─── Exercise data ───
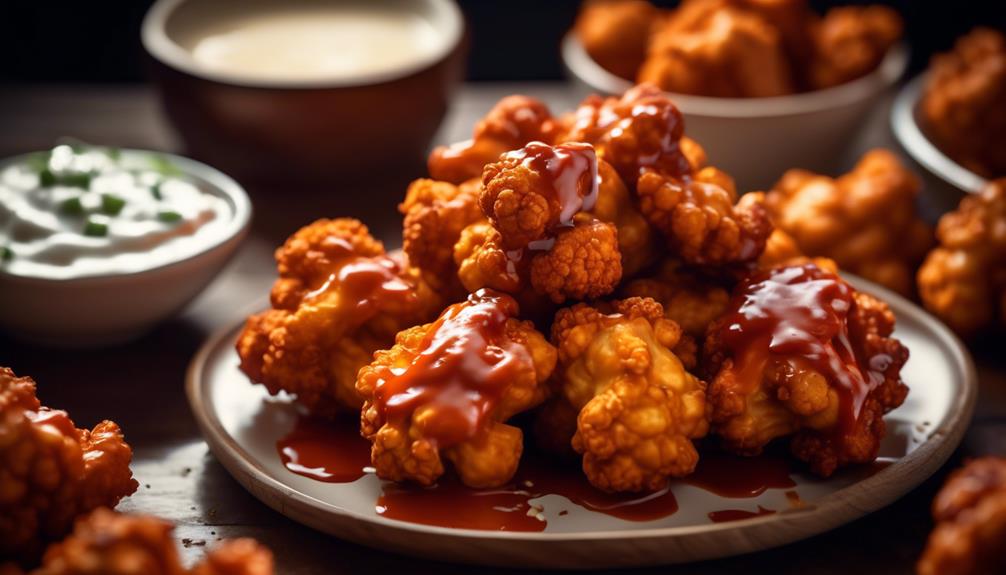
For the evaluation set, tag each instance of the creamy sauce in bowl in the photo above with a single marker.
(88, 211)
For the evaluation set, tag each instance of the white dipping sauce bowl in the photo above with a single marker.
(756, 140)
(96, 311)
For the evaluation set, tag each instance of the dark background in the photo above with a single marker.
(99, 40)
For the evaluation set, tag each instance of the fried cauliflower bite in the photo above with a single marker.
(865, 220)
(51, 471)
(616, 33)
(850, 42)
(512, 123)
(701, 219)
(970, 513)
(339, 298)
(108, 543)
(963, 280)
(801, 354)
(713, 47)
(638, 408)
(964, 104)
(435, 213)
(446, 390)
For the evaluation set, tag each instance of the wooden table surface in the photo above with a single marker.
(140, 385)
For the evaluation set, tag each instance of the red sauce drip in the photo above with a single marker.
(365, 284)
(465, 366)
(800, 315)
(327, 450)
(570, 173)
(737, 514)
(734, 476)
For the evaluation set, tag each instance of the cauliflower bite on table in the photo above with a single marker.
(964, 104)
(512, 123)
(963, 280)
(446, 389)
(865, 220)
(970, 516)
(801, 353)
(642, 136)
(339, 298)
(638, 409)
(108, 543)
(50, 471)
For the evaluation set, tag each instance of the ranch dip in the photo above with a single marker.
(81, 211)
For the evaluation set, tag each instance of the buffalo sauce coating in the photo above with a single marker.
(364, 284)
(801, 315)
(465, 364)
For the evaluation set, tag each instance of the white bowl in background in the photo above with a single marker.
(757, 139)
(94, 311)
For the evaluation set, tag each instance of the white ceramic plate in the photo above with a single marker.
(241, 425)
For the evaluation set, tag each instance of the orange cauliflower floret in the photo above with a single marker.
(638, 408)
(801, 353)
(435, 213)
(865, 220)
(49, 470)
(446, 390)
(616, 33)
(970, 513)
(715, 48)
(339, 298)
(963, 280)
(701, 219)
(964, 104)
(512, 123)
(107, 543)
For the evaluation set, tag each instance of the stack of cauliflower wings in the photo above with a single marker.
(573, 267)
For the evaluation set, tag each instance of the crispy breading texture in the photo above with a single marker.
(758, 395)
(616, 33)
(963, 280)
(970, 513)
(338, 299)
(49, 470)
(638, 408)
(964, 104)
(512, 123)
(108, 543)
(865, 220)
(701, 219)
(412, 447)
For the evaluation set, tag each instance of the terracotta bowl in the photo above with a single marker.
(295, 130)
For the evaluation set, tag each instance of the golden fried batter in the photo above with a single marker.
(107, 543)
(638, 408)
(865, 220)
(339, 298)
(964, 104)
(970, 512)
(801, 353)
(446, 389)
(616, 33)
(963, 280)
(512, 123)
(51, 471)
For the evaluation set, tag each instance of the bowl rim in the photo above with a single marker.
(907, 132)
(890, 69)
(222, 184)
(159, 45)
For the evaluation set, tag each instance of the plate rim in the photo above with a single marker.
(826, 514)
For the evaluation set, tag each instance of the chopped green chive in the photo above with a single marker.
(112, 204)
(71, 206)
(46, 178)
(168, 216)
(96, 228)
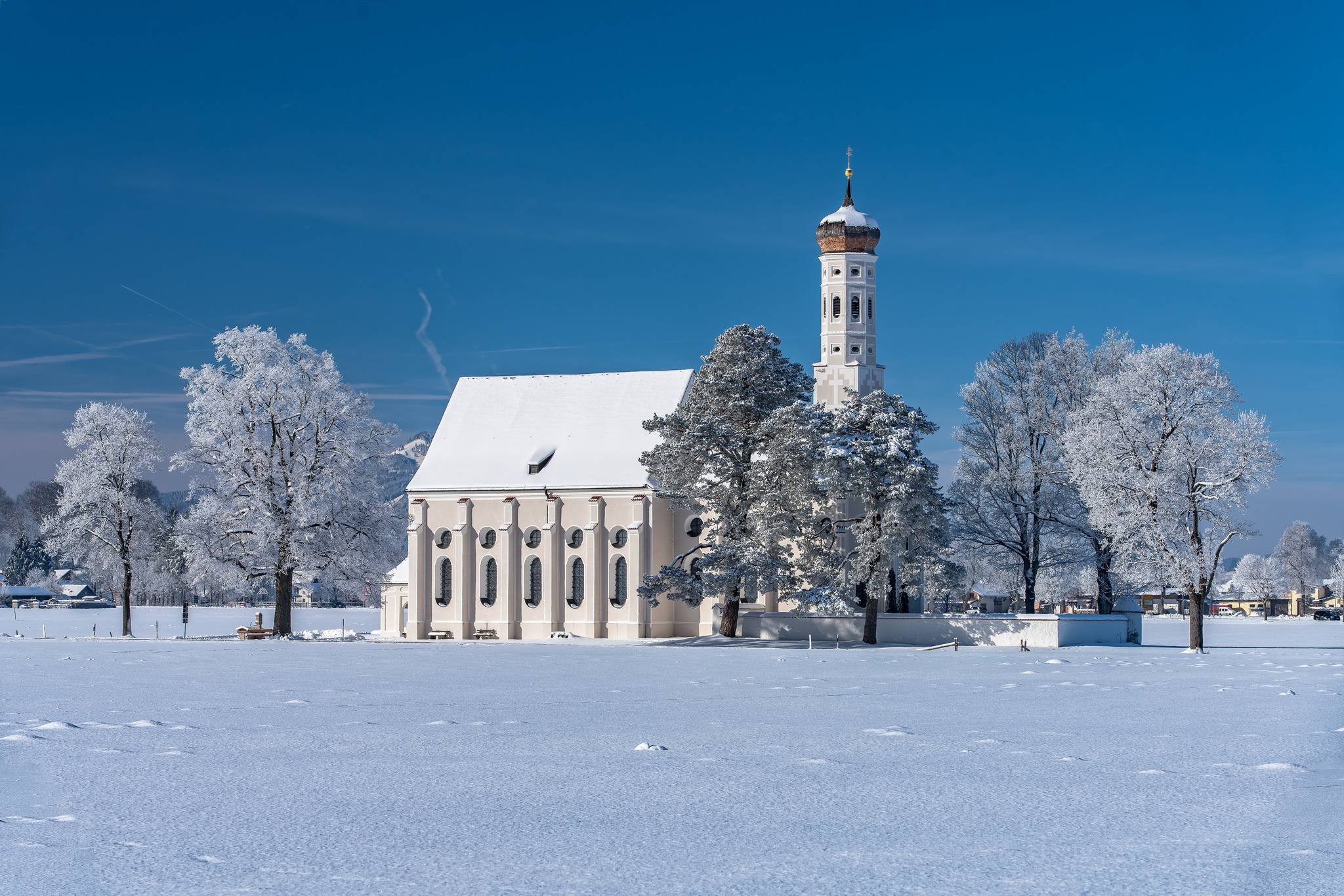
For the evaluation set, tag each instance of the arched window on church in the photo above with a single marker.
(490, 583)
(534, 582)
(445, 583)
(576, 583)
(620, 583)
───
Required work:
Leave out the pictures and transcribe the entries above exactly.

Response for this exercise:
For the evaluation set, tag each instance of the creamy sauce in bowl in the photo above with a single marker.
(88, 211)
For the evaluation set, tag each instance of the white dipping sauce bowl in the photo above with a single marker.
(756, 140)
(96, 311)
For the evaluation set, tag each instance of the dark background in the photo above with a single marker.
(99, 40)
For the evaluation set, tag each instance of the fried cauliflower bite in the photo above with a single marker.
(865, 220)
(51, 471)
(616, 33)
(850, 42)
(512, 123)
(701, 219)
(970, 513)
(339, 298)
(108, 543)
(963, 280)
(801, 354)
(713, 47)
(638, 408)
(964, 104)
(435, 213)
(446, 390)
For the evaluation set, tag each instance of the wooden table surface in the photo above with a single marker.
(140, 385)
For the evaluation set, tag each instance of the red sauce drip in the photo above with a single marker.
(365, 284)
(465, 366)
(800, 315)
(327, 450)
(570, 173)
(737, 514)
(734, 476)
For the evaluation set, tag each instance of the cauliflower bite on table in the photo above with a single marker.
(964, 104)
(512, 123)
(963, 280)
(446, 389)
(865, 220)
(970, 516)
(801, 353)
(642, 136)
(339, 298)
(638, 409)
(108, 543)
(50, 471)
For the evaluation set, tag each instance of the ranch dip in the photo above with a single marker.
(81, 211)
For the evaluation set, tag each instance of the buffalo sauce coating in the photo above with a single marker.
(364, 284)
(801, 315)
(465, 364)
For the evaluation set, tag each instance of the white bowl in background in the photo above with a single marker.
(757, 139)
(94, 311)
For the evaluation set, tag each instance of the white ceramic plate in the photo above with a single marker.
(241, 425)
For the evaluation set, tag each instance of the orange cauliflower floret in the photo above with a single marker.
(638, 408)
(801, 353)
(435, 213)
(865, 220)
(49, 470)
(446, 390)
(616, 33)
(970, 513)
(715, 48)
(339, 298)
(963, 280)
(701, 219)
(964, 104)
(512, 123)
(107, 543)
For the evaluation set, tag each instance of the stack of cauliflower wings in the photo above with a single marker.
(573, 267)
For the evaluation set, tag each instance of the crispy breading texture in the photo above with a single marker.
(758, 395)
(616, 33)
(963, 280)
(970, 513)
(338, 299)
(49, 470)
(638, 408)
(964, 104)
(512, 123)
(108, 543)
(865, 220)
(701, 219)
(412, 447)
For the evaluation set, tag each instance of the terracotta bowl in the photo above with a single marker.
(295, 130)
For the evaluation set, tag each instance of the golden fried batter in the photo above with a single marker.
(107, 543)
(638, 408)
(865, 220)
(339, 298)
(964, 104)
(970, 512)
(801, 353)
(446, 389)
(616, 33)
(963, 280)
(512, 123)
(51, 471)
For the evaluation set, tag each instance of the bowl rim in the photo above with a single marker.
(907, 132)
(890, 69)
(222, 184)
(159, 45)
For the evaluation set, tag each instance of the plate rim in the photo above with a single marker.
(826, 514)
For the evaluation set, tag each instance of the chopped green chive in the photo above with a single marker.
(112, 204)
(71, 206)
(46, 178)
(168, 216)
(96, 228)
For the evaluation set, tag each instance of the arched window on church in the photo above with a single marker.
(490, 583)
(534, 582)
(445, 583)
(576, 583)
(620, 583)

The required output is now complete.